** Work required **
Repeat exactly, and only, the lines below starting at the line that contains "Target: boy in navy hoodie" and ending at the line that contains "sample: <point>779,459</point>", inclusive of both.

(Records from a data collection)
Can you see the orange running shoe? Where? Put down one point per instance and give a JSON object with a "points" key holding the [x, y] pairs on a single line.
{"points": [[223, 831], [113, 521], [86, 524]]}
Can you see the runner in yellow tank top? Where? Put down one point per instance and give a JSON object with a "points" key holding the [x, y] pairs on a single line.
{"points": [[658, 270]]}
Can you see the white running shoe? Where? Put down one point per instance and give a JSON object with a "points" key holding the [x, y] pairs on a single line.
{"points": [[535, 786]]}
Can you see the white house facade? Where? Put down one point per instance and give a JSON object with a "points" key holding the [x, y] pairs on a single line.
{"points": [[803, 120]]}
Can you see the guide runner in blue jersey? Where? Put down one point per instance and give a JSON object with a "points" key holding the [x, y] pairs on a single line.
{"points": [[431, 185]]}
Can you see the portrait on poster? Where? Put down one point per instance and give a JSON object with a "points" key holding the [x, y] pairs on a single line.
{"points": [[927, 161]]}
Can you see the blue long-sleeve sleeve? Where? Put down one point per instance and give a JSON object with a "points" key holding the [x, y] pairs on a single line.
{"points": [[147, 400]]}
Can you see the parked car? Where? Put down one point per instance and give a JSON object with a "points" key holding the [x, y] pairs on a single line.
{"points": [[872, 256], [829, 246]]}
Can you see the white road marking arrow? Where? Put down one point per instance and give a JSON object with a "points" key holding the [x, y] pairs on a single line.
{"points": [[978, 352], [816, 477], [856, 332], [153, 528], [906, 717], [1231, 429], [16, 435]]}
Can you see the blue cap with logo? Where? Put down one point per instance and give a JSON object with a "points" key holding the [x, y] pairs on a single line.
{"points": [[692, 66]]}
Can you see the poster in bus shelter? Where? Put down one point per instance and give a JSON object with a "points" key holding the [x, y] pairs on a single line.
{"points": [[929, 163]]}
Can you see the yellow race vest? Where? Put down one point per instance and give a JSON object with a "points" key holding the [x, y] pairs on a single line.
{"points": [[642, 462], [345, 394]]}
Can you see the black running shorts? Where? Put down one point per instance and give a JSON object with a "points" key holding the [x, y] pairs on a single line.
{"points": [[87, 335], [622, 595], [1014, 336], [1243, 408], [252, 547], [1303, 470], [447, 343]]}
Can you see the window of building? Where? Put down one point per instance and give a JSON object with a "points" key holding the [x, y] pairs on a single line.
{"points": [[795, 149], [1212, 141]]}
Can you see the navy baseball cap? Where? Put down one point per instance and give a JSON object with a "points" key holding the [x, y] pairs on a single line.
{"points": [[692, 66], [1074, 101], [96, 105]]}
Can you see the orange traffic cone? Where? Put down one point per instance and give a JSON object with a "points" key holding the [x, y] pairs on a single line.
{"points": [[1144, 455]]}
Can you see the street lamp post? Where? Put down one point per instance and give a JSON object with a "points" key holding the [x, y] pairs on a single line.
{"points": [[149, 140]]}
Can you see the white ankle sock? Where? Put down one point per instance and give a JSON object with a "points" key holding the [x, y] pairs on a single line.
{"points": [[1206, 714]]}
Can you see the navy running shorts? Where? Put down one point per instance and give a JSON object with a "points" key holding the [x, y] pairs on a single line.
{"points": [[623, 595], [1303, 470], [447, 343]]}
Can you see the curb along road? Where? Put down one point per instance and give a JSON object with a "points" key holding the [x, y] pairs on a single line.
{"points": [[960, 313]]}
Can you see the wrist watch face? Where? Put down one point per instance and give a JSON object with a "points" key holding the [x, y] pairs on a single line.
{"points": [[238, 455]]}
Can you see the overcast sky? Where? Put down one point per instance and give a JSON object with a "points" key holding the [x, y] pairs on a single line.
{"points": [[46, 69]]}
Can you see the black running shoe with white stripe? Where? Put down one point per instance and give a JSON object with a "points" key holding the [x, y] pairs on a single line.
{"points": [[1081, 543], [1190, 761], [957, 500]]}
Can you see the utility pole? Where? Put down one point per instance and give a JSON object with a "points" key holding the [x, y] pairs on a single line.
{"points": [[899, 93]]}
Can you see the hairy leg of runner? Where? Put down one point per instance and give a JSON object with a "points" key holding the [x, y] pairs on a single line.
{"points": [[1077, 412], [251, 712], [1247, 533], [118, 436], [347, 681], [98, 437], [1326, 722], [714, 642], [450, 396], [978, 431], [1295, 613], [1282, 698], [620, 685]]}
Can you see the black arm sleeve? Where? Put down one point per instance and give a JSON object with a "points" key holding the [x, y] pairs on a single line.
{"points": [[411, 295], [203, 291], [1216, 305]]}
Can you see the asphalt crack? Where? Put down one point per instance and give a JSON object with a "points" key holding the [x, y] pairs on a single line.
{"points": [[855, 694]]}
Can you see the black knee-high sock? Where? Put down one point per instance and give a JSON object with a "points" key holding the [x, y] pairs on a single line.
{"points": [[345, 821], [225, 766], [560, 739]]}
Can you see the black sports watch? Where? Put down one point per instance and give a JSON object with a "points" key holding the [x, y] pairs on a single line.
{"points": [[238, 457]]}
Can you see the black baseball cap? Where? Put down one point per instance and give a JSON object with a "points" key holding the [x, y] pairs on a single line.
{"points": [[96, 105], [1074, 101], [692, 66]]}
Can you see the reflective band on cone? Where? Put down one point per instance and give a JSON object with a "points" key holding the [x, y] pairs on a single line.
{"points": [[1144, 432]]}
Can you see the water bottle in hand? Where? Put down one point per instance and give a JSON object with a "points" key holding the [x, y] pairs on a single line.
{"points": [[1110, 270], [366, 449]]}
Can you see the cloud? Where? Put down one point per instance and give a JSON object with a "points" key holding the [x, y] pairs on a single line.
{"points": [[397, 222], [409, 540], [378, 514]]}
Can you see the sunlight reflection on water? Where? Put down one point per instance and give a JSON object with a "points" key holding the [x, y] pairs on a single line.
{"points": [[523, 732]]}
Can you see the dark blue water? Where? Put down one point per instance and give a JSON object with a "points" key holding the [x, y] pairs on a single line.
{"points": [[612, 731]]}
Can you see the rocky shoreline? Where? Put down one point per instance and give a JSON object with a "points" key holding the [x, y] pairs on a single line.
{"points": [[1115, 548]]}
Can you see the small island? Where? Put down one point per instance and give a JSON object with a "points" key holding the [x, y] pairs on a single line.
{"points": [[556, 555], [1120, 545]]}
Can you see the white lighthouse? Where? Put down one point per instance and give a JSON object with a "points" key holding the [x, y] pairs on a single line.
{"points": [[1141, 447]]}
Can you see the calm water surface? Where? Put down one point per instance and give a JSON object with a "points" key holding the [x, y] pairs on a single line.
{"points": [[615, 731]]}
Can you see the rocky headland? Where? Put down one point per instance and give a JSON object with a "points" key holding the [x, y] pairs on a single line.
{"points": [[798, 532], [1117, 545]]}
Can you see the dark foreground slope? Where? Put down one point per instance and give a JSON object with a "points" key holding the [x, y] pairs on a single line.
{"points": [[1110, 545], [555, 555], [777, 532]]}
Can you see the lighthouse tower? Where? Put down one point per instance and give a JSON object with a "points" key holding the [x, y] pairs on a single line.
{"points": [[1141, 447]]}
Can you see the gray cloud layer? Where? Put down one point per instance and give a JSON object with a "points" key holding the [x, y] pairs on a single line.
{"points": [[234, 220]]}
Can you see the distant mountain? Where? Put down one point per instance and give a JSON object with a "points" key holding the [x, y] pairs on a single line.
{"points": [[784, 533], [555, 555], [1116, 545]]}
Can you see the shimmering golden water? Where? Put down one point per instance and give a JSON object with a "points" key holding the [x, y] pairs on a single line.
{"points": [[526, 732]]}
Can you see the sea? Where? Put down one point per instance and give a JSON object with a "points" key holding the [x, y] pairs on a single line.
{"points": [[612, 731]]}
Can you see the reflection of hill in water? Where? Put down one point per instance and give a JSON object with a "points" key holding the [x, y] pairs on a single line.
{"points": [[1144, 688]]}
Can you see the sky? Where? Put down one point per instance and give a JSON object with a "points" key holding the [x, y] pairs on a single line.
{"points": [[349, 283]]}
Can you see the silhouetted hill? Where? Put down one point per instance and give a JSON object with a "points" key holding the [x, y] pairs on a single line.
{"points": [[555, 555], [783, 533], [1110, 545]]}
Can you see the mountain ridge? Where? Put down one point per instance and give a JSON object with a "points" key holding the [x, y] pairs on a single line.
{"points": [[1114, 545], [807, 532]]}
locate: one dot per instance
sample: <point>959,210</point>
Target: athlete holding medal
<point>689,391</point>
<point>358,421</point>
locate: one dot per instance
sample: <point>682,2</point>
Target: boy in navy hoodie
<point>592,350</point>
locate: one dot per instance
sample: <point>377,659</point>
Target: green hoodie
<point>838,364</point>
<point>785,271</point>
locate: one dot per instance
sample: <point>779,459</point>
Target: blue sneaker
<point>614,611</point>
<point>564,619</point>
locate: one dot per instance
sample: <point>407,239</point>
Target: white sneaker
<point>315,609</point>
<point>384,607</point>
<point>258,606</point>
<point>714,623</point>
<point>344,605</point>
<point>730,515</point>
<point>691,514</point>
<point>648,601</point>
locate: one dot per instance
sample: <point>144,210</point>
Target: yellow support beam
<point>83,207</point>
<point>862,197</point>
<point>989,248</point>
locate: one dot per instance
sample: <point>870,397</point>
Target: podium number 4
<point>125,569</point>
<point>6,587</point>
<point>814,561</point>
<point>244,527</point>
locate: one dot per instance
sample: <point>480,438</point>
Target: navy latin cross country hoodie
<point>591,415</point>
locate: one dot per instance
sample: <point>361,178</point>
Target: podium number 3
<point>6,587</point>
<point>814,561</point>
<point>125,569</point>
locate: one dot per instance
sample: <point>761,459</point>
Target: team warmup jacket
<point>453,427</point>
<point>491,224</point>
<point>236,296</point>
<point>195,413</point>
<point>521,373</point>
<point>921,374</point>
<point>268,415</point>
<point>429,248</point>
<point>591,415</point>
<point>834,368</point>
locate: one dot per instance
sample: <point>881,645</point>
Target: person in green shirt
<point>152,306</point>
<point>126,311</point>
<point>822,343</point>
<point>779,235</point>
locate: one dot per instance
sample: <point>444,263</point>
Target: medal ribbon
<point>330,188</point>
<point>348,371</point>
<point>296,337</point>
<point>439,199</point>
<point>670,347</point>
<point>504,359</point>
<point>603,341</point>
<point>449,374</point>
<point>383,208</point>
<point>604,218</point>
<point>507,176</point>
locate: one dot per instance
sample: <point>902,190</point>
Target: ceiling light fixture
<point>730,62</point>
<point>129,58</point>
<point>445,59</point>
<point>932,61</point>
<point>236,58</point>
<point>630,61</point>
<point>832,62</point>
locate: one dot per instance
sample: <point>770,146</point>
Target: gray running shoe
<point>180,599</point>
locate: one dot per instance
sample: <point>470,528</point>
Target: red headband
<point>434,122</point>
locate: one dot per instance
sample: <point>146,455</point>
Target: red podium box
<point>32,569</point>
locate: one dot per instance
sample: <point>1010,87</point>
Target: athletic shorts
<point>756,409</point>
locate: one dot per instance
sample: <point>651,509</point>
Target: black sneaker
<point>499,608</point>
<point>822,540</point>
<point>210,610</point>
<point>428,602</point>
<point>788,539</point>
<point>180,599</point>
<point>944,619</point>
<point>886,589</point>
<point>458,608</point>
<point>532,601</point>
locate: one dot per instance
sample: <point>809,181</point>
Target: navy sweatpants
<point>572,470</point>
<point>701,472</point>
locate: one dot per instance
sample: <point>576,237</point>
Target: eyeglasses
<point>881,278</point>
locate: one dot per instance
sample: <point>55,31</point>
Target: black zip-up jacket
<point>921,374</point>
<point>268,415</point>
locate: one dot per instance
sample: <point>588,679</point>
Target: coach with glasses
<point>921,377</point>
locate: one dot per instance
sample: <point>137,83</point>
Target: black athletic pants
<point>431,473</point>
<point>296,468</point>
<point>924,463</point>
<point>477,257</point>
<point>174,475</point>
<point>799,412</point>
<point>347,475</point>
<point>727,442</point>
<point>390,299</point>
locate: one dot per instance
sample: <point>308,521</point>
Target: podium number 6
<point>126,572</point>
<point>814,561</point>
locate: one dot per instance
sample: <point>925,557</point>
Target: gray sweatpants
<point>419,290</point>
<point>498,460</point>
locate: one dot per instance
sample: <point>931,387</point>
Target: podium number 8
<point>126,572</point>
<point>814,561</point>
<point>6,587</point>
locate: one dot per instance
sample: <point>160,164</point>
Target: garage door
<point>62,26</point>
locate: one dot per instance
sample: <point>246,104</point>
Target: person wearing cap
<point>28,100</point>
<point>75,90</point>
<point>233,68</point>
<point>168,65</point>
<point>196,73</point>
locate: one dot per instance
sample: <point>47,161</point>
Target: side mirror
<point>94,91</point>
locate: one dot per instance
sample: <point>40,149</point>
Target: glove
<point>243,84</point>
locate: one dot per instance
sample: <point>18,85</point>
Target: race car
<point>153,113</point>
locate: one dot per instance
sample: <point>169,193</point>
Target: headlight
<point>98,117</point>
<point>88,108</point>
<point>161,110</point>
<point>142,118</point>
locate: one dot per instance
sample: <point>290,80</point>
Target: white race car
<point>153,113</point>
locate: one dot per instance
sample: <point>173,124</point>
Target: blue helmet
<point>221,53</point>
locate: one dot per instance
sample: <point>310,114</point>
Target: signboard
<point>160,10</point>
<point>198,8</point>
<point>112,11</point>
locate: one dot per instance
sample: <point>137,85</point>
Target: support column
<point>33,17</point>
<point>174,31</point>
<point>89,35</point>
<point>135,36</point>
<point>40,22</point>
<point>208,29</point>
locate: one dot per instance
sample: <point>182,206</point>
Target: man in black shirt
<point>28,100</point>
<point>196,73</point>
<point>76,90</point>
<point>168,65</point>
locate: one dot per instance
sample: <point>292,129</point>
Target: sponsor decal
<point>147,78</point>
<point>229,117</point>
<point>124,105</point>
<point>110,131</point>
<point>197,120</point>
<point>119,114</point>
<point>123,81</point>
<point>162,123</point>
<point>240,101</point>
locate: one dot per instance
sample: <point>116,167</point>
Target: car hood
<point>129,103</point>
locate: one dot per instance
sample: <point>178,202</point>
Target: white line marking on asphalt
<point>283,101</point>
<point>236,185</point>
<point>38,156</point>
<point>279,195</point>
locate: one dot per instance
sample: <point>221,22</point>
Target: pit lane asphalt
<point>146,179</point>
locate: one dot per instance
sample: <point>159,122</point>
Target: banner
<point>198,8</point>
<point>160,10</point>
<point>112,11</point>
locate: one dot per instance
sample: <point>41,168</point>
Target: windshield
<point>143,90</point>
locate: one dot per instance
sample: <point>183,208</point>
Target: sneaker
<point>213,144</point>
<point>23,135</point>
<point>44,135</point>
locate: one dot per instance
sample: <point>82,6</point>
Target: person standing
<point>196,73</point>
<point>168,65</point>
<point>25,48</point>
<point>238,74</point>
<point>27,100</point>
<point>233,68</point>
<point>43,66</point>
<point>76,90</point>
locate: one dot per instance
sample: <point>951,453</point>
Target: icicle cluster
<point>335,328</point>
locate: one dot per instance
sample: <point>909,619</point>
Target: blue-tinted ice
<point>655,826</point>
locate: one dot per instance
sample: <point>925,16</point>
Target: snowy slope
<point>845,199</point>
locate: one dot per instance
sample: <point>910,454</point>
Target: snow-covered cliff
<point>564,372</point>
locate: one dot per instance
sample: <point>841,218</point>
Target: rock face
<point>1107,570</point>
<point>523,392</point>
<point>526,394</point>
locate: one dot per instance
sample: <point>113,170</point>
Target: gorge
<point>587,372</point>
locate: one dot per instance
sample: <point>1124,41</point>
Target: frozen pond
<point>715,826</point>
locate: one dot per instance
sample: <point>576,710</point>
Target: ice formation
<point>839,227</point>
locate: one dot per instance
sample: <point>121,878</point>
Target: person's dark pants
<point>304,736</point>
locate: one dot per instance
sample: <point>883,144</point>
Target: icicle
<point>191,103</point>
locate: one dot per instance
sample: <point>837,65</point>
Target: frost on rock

** Response to this exercise **
Target: boy in navy hoodie
<point>592,350</point>
locate: one dot per instance
sample: <point>377,659</point>
Target: green hoodie
<point>838,364</point>
<point>785,271</point>
locate: one dot per instance
sample: <point>779,459</point>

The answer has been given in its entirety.